**SELECTED PASSAGE:**
Governance · Foundation Standards
How the standard is stewarded
The Foundation maintains the canonical specification as independent public infrastructure — a shared reference that no single vendor controls. This page sets out the three-entity structure, the five Foundation Standards, the licence, and the interim stewardship arrangement in force until incorporation.
Standard stewardship
The Landscape Archive Foundation serves a role distinct from the commercial product stack.
The Landscape Vault Pty Ltd holds proprietary intellectual property — TLA Brain automation, three-dimensional assets, populated datasets, and implementation code. The Landscape Archive Pty Ltd operates commercially: subscriptions, Studio+™, Revit integration, and enterprise delivery.
The Foundation maintains the canonical specification as independent public infrastructure — a shared reference that no single vendor controls, so criteria for botanically informed digital representation remain open to scrutiny and revision through governance.
Truth and truth-telling
Landscape projects carry claims — about species, climate suitability, sustainability outcomes, cultural context, and the provenance of visual assets. The Foundation exists so those claims can be expressed, checked, and questioned in a shared vocabulary rather than buried in proprietary exports or marketing copy.

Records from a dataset

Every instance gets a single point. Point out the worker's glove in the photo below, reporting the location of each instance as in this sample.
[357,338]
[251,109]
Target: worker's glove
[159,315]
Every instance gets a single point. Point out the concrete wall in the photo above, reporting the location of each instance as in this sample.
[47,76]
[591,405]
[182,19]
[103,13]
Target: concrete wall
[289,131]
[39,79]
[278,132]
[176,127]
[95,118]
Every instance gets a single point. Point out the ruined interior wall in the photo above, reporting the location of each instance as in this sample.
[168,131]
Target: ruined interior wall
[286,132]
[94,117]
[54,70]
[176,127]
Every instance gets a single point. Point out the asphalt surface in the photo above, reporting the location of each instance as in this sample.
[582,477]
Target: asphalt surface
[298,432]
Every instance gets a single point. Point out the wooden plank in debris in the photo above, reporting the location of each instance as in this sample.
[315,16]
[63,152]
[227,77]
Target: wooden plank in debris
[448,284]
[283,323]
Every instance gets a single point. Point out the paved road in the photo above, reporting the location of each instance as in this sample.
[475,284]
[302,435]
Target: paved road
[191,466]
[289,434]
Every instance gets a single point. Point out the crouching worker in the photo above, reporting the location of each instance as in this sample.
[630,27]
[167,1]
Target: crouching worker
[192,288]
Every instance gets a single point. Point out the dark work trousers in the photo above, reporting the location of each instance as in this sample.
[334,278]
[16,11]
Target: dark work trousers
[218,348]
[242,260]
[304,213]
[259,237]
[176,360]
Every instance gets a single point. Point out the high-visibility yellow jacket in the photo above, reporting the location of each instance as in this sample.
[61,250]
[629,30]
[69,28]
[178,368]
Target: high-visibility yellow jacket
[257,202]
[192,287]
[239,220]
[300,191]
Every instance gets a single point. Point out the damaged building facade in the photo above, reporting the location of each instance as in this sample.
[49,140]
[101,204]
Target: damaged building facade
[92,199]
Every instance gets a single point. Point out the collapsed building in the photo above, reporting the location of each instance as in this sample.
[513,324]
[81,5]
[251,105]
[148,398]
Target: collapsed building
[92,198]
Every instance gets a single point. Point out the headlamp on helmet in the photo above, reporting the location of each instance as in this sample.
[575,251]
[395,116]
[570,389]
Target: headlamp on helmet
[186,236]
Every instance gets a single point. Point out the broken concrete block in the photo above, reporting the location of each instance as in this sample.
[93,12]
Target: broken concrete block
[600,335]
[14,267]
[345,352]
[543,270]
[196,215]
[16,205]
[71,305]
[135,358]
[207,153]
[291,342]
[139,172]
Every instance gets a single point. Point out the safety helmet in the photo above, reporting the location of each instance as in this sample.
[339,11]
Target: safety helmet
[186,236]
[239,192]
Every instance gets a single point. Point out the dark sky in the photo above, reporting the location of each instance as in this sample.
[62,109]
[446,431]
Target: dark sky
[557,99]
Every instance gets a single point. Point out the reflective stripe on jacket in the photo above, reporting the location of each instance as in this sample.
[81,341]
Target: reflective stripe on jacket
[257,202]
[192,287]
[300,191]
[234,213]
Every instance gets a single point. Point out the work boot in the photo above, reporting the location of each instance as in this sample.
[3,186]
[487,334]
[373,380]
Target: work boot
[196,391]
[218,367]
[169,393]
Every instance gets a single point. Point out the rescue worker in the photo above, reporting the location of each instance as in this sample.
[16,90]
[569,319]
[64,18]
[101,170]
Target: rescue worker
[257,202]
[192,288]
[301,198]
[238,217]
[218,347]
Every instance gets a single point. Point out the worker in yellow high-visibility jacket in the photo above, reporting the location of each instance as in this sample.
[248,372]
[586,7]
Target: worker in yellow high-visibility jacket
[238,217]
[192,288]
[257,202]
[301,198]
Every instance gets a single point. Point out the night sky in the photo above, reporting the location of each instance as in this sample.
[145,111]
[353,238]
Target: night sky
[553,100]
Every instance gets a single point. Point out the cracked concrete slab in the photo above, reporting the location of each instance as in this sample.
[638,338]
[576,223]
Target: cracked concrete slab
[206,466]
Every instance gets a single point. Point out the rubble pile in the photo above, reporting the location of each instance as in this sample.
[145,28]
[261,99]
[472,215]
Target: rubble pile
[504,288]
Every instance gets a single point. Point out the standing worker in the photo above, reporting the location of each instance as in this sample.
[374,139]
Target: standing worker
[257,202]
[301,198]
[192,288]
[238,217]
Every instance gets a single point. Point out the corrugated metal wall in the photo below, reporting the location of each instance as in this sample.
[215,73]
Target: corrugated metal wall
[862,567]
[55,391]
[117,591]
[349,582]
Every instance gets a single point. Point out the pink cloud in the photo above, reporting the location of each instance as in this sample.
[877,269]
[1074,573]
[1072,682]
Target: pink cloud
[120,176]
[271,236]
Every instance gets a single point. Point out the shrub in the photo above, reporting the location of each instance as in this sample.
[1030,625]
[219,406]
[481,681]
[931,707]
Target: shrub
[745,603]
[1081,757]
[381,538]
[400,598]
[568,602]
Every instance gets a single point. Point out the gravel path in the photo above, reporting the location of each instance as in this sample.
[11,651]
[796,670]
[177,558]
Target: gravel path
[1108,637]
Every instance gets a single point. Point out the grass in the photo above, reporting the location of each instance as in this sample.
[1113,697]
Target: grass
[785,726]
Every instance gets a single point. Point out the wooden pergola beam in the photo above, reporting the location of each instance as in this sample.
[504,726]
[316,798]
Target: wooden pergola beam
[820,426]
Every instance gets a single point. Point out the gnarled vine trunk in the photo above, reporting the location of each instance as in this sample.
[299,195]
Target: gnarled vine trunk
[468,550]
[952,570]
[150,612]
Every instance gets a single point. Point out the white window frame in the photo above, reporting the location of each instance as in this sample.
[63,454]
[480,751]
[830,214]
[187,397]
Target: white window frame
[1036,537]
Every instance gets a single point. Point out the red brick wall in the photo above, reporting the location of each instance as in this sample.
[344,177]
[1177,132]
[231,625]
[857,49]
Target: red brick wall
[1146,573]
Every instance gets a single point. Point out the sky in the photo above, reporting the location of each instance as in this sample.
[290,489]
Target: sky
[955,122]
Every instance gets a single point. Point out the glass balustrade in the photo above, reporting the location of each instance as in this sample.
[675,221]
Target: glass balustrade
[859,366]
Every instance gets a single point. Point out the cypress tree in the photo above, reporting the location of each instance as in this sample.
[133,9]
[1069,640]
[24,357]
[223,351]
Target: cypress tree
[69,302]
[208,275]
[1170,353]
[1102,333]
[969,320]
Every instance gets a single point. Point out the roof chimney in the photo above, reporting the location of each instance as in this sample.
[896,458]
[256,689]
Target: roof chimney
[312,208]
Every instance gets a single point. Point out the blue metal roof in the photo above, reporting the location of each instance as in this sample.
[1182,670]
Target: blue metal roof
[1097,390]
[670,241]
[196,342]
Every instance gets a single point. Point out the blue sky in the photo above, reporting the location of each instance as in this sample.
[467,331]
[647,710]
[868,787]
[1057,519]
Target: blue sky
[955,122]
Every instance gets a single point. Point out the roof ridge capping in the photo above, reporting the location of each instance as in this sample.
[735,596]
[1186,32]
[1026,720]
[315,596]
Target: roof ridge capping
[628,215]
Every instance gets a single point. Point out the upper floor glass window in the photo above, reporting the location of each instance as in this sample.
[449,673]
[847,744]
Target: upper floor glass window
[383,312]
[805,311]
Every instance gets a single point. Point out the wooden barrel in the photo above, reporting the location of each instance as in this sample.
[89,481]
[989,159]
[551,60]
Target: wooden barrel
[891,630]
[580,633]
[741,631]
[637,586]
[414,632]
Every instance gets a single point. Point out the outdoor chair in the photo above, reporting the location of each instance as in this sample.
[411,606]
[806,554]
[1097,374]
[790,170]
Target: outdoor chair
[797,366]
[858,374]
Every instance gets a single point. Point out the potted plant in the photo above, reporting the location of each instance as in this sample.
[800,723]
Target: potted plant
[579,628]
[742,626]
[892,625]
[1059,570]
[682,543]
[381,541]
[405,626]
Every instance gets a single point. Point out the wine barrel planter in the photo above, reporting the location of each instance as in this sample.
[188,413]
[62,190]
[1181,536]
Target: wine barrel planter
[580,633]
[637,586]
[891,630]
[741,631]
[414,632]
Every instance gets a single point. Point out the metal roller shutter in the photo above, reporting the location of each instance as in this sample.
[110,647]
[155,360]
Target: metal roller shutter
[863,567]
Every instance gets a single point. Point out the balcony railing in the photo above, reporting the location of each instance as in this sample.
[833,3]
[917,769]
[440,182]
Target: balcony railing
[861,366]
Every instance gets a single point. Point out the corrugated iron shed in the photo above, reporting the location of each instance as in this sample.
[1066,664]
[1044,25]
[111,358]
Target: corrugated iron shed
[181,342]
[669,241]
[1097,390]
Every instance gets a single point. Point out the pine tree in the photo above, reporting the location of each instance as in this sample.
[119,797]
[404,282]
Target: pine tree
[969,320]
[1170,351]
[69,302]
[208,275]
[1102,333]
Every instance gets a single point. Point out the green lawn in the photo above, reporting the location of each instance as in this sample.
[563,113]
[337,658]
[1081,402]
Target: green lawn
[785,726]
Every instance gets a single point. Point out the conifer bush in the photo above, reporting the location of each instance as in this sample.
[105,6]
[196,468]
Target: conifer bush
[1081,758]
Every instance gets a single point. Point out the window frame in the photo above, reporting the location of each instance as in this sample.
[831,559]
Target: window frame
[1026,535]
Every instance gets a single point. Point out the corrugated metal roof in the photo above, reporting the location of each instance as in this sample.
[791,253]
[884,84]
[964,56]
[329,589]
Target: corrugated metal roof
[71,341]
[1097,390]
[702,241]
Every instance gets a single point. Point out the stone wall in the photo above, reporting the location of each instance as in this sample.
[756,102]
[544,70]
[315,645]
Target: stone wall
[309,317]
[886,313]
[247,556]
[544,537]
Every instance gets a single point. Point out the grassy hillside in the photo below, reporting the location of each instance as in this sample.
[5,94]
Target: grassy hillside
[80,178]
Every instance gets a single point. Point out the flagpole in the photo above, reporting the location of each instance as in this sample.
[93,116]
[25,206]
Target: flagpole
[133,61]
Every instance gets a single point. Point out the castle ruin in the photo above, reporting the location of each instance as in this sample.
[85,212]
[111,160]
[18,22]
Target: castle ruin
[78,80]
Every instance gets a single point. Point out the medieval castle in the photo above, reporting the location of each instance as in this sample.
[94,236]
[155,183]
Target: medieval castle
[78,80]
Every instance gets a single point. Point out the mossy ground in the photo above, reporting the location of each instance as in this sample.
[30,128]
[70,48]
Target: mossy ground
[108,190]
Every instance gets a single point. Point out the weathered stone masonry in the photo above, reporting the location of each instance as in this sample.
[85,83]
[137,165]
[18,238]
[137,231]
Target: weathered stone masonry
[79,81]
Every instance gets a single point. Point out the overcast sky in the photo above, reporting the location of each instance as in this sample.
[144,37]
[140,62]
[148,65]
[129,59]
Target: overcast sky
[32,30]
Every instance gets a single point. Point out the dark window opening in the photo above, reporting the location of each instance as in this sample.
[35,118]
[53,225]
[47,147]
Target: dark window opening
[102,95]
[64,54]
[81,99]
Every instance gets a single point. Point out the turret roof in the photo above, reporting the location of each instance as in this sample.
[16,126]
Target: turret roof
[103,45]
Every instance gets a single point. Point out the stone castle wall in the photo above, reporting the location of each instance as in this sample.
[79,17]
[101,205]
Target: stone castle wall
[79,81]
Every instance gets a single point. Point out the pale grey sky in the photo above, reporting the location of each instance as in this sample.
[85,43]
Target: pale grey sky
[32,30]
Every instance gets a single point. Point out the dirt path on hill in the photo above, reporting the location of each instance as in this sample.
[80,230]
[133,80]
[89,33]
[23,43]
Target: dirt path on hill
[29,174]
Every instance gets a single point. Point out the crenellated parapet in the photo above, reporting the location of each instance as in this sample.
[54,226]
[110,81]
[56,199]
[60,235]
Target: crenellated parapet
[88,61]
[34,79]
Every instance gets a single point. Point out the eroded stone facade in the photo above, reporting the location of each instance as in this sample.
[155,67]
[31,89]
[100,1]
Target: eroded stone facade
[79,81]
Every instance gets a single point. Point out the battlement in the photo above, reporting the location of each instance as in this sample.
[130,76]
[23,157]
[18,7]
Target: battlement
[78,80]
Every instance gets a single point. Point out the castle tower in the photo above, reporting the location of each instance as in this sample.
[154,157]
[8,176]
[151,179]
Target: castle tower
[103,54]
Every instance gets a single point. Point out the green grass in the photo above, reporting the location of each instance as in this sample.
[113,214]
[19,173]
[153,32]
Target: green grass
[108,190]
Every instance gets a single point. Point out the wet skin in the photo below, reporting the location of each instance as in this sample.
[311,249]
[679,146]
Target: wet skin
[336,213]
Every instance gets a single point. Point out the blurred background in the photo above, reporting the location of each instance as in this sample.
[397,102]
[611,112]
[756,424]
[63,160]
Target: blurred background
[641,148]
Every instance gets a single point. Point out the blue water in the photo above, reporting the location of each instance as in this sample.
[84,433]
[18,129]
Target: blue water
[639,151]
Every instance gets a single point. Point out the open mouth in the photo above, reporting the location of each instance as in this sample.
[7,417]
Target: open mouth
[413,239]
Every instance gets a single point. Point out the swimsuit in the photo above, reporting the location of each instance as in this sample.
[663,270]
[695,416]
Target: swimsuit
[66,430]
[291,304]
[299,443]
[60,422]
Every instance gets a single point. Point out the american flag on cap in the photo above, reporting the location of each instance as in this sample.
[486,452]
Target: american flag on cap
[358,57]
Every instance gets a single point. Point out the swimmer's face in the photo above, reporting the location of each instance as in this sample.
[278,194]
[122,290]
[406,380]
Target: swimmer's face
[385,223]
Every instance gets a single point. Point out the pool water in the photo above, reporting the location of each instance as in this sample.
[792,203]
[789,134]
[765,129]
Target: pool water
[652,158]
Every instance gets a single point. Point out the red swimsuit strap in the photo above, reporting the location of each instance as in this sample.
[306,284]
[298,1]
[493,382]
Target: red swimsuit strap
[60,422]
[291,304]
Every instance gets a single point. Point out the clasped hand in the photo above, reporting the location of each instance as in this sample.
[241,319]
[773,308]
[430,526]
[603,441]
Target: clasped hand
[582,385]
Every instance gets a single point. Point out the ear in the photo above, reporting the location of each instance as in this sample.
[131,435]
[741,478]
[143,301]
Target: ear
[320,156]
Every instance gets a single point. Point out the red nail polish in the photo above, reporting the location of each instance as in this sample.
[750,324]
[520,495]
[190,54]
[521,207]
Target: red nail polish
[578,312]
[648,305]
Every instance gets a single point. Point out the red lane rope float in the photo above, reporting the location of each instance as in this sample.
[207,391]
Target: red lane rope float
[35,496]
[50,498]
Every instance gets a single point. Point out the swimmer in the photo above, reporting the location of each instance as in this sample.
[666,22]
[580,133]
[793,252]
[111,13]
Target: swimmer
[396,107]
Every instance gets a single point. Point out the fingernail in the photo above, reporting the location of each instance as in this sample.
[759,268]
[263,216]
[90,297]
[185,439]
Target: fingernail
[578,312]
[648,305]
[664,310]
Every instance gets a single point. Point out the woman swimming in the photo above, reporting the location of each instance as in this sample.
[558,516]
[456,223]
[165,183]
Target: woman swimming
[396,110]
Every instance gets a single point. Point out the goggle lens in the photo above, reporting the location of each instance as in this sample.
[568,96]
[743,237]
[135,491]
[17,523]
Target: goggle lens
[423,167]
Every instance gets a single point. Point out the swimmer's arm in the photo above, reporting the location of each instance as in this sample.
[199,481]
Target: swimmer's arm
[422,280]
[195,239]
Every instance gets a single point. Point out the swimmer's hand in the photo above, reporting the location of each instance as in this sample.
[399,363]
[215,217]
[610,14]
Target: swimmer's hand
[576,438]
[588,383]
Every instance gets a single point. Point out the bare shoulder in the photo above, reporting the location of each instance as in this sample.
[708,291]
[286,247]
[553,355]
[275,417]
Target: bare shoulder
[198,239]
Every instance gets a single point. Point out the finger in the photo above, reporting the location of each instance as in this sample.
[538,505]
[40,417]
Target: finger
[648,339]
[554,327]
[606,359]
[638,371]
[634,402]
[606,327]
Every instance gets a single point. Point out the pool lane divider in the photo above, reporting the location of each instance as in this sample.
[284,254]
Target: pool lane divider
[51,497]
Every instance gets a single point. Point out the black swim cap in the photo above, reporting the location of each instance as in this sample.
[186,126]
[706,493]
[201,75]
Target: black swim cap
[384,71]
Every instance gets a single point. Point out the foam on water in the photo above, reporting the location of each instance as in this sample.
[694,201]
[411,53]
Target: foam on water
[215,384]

**SHORT TASK 1:** Reproduce the governance passage word for word, from "The Landscape Vault" up to and including "revision through governance.".
**SHORT TASK 2:** Locate each line in the rows that contains the word "weathered" and copy all of those lines.

**ANSWER 1:**
The Landscape Vault Pty Ltd holds proprietary intellectual property — TLA Brain automation, three-dimensional assets, populated datasets, and implementation code. The Landscape Archive Pty Ltd operates commercially: subscriptions, Studio+™, Revit integration, and enterprise delivery.
The Foundation maintains the canonical specification as independent public infrastructure — a shared reference that no single vendor controls, so criteria for botanically informed digital representation remain open to scrutiny and revision through governance.

**ANSWER 2:**
Every instance gets a single point. Point out the weathered stone masonry in the photo above, reporting the location of each instance as in this sample.
Target: weathered stone masonry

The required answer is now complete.